# [EXERCISE AIM]
Using the entries below, output exactly the lines from the one containing "If you could point at the butterfly eye" through the final line, both included, and no others.
··········
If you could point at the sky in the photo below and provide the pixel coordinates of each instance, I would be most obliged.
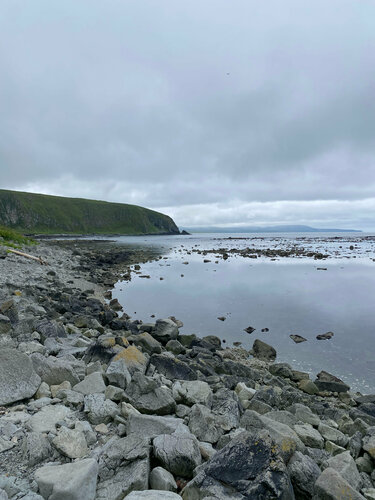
(215, 112)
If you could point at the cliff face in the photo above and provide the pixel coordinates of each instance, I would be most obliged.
(43, 214)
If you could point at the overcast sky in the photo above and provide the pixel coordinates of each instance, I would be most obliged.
(214, 111)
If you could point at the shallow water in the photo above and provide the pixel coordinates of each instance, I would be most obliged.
(288, 296)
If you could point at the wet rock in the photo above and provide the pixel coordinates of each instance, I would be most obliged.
(165, 330)
(18, 379)
(331, 486)
(263, 351)
(179, 453)
(247, 467)
(327, 382)
(146, 395)
(161, 479)
(73, 481)
(303, 473)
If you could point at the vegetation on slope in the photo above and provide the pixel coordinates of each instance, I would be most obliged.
(43, 214)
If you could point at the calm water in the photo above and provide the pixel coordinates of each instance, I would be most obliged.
(287, 296)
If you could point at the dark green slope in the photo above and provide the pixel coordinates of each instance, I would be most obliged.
(43, 214)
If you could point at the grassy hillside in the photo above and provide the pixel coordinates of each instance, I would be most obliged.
(42, 214)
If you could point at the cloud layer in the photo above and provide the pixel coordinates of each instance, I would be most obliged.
(216, 112)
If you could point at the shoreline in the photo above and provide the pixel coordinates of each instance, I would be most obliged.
(107, 385)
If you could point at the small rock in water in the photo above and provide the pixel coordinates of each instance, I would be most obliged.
(325, 336)
(249, 329)
(298, 338)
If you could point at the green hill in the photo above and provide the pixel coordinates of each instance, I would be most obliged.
(43, 214)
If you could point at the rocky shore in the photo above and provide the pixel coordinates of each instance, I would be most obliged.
(95, 405)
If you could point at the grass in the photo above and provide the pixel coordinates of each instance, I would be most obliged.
(14, 239)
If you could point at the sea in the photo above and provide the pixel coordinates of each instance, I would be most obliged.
(280, 295)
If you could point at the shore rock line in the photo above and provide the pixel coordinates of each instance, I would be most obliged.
(96, 406)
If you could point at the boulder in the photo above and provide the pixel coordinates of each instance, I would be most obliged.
(146, 395)
(303, 473)
(263, 351)
(18, 379)
(331, 486)
(73, 481)
(161, 479)
(165, 330)
(179, 453)
(249, 466)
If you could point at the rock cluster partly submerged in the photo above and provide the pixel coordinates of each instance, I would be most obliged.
(96, 406)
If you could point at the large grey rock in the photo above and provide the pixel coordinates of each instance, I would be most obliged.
(46, 419)
(99, 409)
(303, 473)
(92, 384)
(118, 374)
(146, 395)
(249, 466)
(151, 426)
(74, 481)
(53, 370)
(331, 486)
(152, 495)
(309, 436)
(36, 448)
(190, 392)
(263, 351)
(165, 330)
(71, 443)
(204, 424)
(18, 379)
(345, 465)
(161, 479)
(179, 453)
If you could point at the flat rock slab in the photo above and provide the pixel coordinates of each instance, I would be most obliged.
(74, 481)
(18, 379)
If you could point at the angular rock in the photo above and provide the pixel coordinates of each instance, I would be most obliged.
(91, 384)
(74, 481)
(18, 379)
(303, 473)
(179, 453)
(247, 467)
(331, 486)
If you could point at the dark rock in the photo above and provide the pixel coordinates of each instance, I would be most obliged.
(249, 465)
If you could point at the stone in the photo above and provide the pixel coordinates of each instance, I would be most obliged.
(5, 324)
(100, 410)
(146, 395)
(151, 426)
(178, 453)
(263, 351)
(161, 479)
(303, 473)
(331, 486)
(247, 467)
(18, 379)
(165, 330)
(53, 370)
(118, 374)
(73, 481)
(345, 465)
(327, 382)
(36, 448)
(71, 443)
(204, 424)
(309, 436)
(153, 495)
(91, 384)
(172, 368)
(47, 418)
(192, 392)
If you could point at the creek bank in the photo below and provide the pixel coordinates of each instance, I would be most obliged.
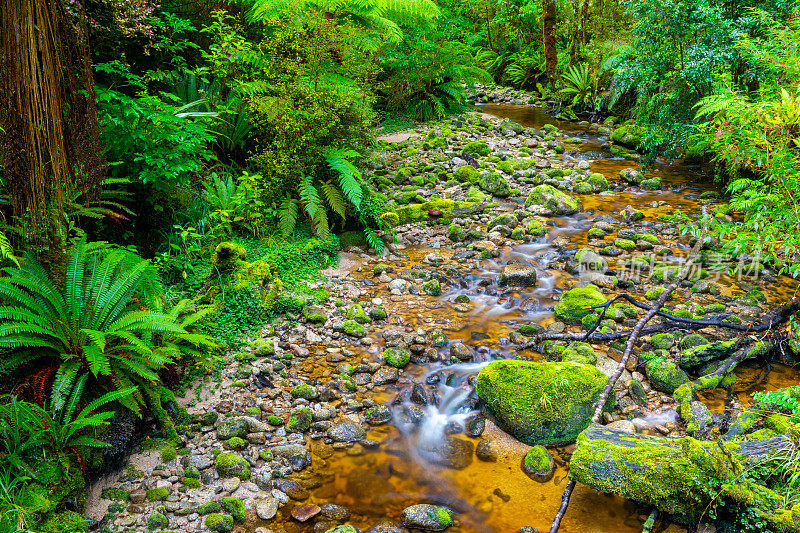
(338, 377)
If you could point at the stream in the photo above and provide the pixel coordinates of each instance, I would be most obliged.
(497, 497)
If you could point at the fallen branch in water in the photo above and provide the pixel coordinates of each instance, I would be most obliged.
(635, 332)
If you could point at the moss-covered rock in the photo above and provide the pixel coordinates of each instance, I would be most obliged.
(300, 420)
(208, 508)
(219, 522)
(305, 391)
(551, 198)
(542, 403)
(157, 521)
(356, 312)
(579, 352)
(430, 211)
(231, 465)
(538, 464)
(664, 374)
(235, 507)
(396, 357)
(263, 347)
(573, 304)
(494, 184)
(353, 328)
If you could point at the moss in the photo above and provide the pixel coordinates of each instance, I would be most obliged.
(625, 244)
(235, 507)
(396, 357)
(219, 522)
(573, 303)
(450, 209)
(542, 403)
(305, 391)
(157, 495)
(662, 341)
(494, 184)
(231, 465)
(191, 483)
(551, 198)
(236, 443)
(353, 328)
(157, 521)
(432, 287)
(579, 352)
(115, 493)
(263, 347)
(299, 421)
(208, 508)
(478, 148)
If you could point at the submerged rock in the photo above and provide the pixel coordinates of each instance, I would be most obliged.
(427, 517)
(542, 403)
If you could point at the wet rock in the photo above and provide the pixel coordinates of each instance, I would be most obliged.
(518, 275)
(461, 351)
(305, 512)
(573, 303)
(267, 508)
(377, 415)
(386, 526)
(292, 488)
(334, 512)
(427, 517)
(551, 198)
(542, 403)
(347, 431)
(538, 464)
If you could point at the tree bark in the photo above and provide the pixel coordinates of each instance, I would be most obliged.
(549, 38)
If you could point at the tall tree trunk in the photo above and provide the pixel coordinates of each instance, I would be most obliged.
(50, 138)
(549, 38)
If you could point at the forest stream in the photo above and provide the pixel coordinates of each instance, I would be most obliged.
(410, 460)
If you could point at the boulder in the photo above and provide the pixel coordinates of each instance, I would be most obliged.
(518, 275)
(542, 403)
(573, 303)
(556, 201)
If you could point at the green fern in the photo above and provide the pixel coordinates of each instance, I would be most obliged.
(91, 324)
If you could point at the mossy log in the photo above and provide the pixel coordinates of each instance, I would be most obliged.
(676, 476)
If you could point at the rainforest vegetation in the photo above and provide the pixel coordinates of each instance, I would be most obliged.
(176, 174)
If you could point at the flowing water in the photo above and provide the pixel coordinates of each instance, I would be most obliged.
(497, 497)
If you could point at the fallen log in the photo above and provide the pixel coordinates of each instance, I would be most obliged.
(677, 476)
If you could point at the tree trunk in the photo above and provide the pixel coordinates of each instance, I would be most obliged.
(549, 38)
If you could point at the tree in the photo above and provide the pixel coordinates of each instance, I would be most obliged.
(549, 38)
(50, 132)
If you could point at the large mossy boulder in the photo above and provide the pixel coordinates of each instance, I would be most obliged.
(542, 403)
(560, 203)
(574, 303)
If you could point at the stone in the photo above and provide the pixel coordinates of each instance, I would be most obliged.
(558, 202)
(518, 275)
(347, 431)
(573, 303)
(427, 517)
(538, 464)
(542, 403)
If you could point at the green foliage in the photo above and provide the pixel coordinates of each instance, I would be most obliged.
(90, 327)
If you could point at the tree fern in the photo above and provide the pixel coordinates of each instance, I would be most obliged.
(90, 326)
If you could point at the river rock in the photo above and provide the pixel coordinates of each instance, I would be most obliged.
(518, 275)
(347, 431)
(558, 202)
(542, 403)
(538, 464)
(427, 517)
(573, 303)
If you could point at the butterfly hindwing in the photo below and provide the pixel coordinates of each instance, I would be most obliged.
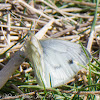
(59, 60)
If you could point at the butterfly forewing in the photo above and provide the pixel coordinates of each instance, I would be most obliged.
(54, 60)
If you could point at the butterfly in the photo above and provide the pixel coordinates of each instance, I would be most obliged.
(55, 61)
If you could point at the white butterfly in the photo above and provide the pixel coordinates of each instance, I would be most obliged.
(54, 60)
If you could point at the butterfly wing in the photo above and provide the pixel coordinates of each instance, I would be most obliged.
(59, 60)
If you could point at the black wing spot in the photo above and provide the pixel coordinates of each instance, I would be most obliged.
(70, 61)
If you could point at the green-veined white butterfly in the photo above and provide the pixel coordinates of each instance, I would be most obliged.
(54, 60)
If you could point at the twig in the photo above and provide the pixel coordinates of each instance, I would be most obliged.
(81, 3)
(10, 67)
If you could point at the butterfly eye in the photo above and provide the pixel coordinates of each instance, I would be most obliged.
(70, 61)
··········
# [TASK OUTPUT]
If you could point at the butterfly eye in the photo above and provide the pixel coordinates of each instance, I would be most obliged.
(70, 61)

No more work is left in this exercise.